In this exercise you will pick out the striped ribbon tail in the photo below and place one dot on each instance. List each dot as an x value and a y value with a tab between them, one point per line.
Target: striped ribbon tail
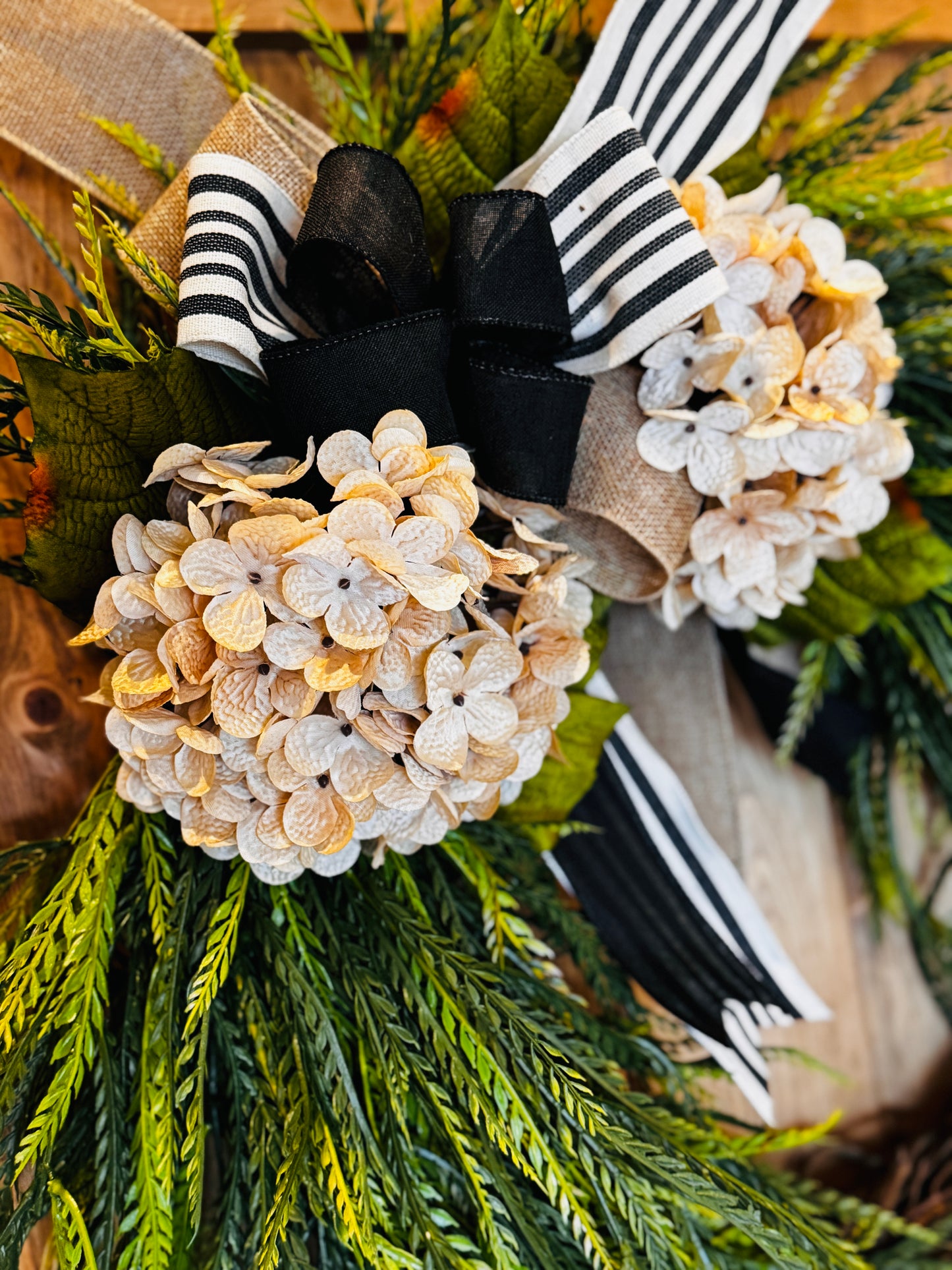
239	234
634	264
675	913
694	76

· · · ·

§ Exercise prompt: Reproduce the lines above verbatim, omitting the picture.

§ Problem solution:
In this exercise you will pick out the striped ribbon tail in the photo below and place one dot on each instance. List each dot as an x value and a y value with a tab between them, one point per line.
Target: striped ribbon tail
239	234
634	264
675	913
694	76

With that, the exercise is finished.